• _Extracted information_
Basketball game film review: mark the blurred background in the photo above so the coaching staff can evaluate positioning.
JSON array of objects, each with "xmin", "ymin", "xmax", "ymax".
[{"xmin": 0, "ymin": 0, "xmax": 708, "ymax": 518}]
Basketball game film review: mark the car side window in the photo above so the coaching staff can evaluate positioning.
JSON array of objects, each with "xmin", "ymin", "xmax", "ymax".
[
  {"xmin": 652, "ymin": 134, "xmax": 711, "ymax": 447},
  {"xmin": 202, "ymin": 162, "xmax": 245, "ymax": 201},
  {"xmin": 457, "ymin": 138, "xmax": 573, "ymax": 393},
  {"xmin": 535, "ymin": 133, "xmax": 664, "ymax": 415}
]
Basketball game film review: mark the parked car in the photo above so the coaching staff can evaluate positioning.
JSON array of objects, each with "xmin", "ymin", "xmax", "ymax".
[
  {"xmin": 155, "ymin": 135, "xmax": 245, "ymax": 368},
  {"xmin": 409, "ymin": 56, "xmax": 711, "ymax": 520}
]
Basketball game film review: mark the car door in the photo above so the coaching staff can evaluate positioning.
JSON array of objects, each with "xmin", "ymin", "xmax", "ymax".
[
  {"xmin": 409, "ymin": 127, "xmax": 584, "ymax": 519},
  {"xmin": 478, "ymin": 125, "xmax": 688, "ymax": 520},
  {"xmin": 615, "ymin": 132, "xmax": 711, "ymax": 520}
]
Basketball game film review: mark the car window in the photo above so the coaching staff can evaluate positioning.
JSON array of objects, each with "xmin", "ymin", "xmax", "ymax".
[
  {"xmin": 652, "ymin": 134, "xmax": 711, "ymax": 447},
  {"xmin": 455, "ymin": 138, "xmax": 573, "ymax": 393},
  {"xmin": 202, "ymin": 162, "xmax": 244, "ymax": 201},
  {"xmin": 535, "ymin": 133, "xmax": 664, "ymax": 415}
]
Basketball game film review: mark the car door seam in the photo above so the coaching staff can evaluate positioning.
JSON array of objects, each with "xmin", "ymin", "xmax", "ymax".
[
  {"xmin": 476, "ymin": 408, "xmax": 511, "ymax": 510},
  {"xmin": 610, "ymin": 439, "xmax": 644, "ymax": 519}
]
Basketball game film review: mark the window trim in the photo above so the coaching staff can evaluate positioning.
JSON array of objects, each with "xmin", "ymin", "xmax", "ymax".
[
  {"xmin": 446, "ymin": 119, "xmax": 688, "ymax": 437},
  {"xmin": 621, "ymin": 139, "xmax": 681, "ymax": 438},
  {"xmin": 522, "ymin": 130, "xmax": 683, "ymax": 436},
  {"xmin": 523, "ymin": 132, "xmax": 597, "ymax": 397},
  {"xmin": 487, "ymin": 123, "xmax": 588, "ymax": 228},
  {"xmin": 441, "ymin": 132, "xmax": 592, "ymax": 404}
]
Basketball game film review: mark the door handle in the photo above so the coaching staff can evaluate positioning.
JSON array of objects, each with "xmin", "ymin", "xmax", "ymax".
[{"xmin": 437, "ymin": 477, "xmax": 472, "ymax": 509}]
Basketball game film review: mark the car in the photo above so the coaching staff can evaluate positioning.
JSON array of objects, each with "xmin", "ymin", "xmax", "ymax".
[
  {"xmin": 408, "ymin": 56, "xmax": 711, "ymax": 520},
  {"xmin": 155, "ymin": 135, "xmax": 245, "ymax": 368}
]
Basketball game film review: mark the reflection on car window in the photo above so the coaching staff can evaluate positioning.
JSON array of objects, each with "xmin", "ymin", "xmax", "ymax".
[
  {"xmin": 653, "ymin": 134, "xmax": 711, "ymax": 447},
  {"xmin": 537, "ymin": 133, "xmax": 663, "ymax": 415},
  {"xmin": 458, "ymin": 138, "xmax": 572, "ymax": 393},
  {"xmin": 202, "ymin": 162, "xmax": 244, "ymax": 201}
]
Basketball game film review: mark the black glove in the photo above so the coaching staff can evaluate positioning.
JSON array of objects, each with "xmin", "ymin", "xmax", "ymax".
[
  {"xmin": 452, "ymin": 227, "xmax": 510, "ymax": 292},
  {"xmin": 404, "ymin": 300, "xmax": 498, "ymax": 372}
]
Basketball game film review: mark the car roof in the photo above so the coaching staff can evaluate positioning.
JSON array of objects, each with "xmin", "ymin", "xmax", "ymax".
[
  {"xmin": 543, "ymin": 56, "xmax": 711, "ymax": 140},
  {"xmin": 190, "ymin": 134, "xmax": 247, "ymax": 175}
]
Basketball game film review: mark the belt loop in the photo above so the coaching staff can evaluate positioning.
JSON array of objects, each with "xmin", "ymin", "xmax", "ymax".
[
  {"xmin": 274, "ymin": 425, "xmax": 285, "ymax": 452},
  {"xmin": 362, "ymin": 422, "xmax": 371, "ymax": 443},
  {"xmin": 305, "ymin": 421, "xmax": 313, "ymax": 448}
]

• _Exercise aim_
Every record shown above should appear again in your answer, unchanged.

• _The completed task_
Basketball game film review: mark the blurred background in the photo above so the coaching staff can evaluate positioning.
JSON array of objects, each with "xmin", "ymin", "xmax", "ymax".
[{"xmin": 0, "ymin": 0, "xmax": 708, "ymax": 518}]
Basketball game film review: mark the car side window in the photo above so the coaching staff can evaluate positioning.
JSON array of objects, each with "xmin", "ymin", "xmax", "ymax".
[
  {"xmin": 652, "ymin": 134, "xmax": 711, "ymax": 447},
  {"xmin": 202, "ymin": 162, "xmax": 245, "ymax": 201},
  {"xmin": 457, "ymin": 138, "xmax": 573, "ymax": 393},
  {"xmin": 535, "ymin": 133, "xmax": 664, "ymax": 415}
]
Basketball game film review: mark the parked car in the photo above so the coaching staff can evaluate positioning.
JSON array of objects, each with "xmin", "ymin", "xmax", "ymax".
[
  {"xmin": 155, "ymin": 135, "xmax": 245, "ymax": 368},
  {"xmin": 409, "ymin": 56, "xmax": 711, "ymax": 520}
]
Basketball game film review: mark the car door in the photo above so the coaching staff can evaluate positioning.
JSON array of objects, each with "xmin", "ymin", "xmax", "ymax".
[
  {"xmin": 409, "ymin": 127, "xmax": 584, "ymax": 519},
  {"xmin": 478, "ymin": 125, "xmax": 688, "ymax": 520},
  {"xmin": 615, "ymin": 132, "xmax": 711, "ymax": 520}
]
Basketball game film review: mark the car window in the photo above so the coaching staff can evaluate positioning.
JSON array of objects, each with "xmin", "ymin", "xmax", "ymax".
[
  {"xmin": 652, "ymin": 134, "xmax": 711, "ymax": 447},
  {"xmin": 455, "ymin": 138, "xmax": 573, "ymax": 393},
  {"xmin": 202, "ymin": 162, "xmax": 244, "ymax": 201},
  {"xmin": 535, "ymin": 133, "xmax": 664, "ymax": 415}
]
Basketball game film review: mark the car door seam in the photo above so the coaching staff can evaluate positioning.
JSON array of objects, each with "xmin", "ymin", "xmax", "ymax".
[
  {"xmin": 476, "ymin": 408, "xmax": 511, "ymax": 510},
  {"xmin": 610, "ymin": 439, "xmax": 644, "ymax": 519}
]
Basketball game film review: mark the window trim in the photo above so the coaching staff can evaluate positioning.
JSON array of objects, each with "xmin", "ymin", "xmax", "ymax".
[
  {"xmin": 446, "ymin": 119, "xmax": 688, "ymax": 437},
  {"xmin": 621, "ymin": 139, "xmax": 681, "ymax": 438},
  {"xmin": 522, "ymin": 130, "xmax": 683, "ymax": 436},
  {"xmin": 523, "ymin": 132, "xmax": 597, "ymax": 397},
  {"xmin": 487, "ymin": 123, "xmax": 588, "ymax": 228},
  {"xmin": 441, "ymin": 132, "xmax": 592, "ymax": 404}
]
Basketball game film review: mark the door handle in the photo above so the coaching staff can evaluate positioning.
JSON array of objects, each with "xmin", "ymin", "xmax", "ymax".
[{"xmin": 437, "ymin": 477, "xmax": 472, "ymax": 509}]
Basketball game film review: mark the car in the photo above so the coaching staff can evaluate positioning.
JSON array of objects, each with "xmin", "ymin", "xmax", "ymax".
[
  {"xmin": 408, "ymin": 56, "xmax": 711, "ymax": 520},
  {"xmin": 155, "ymin": 135, "xmax": 245, "ymax": 368}
]
Basketball game film review: mark the reflection on car window in the photo above so the coaching staff can evaluate positioning.
JSON array of objects, each with "xmin", "ymin", "xmax", "ymax".
[
  {"xmin": 653, "ymin": 134, "xmax": 711, "ymax": 447},
  {"xmin": 537, "ymin": 133, "xmax": 663, "ymax": 415},
  {"xmin": 458, "ymin": 138, "xmax": 572, "ymax": 393},
  {"xmin": 202, "ymin": 162, "xmax": 244, "ymax": 201}
]
Basketball game film review: mark the black glove in the photo above so the coaching staff can evaluate positioning.
JSON array of objects, each with "xmin", "ymin", "xmax", "ymax".
[
  {"xmin": 452, "ymin": 227, "xmax": 510, "ymax": 292},
  {"xmin": 404, "ymin": 300, "xmax": 498, "ymax": 372}
]
Basketball game film review: mark the car roof in the photo above so the coaching staff can evaluate positioning.
JSON array of objects, each with "xmin", "ymin", "xmax", "ymax".
[
  {"xmin": 543, "ymin": 56, "xmax": 711, "ymax": 140},
  {"xmin": 190, "ymin": 134, "xmax": 247, "ymax": 175}
]
Basketball game film review: mark the belt loop in the photo above so the coaching staff can evaluate positioning.
JSON array of objects, each with "xmin", "ymin", "xmax", "ymax".
[
  {"xmin": 274, "ymin": 425, "xmax": 285, "ymax": 452},
  {"xmin": 362, "ymin": 422, "xmax": 371, "ymax": 443},
  {"xmin": 305, "ymin": 421, "xmax": 313, "ymax": 448}
]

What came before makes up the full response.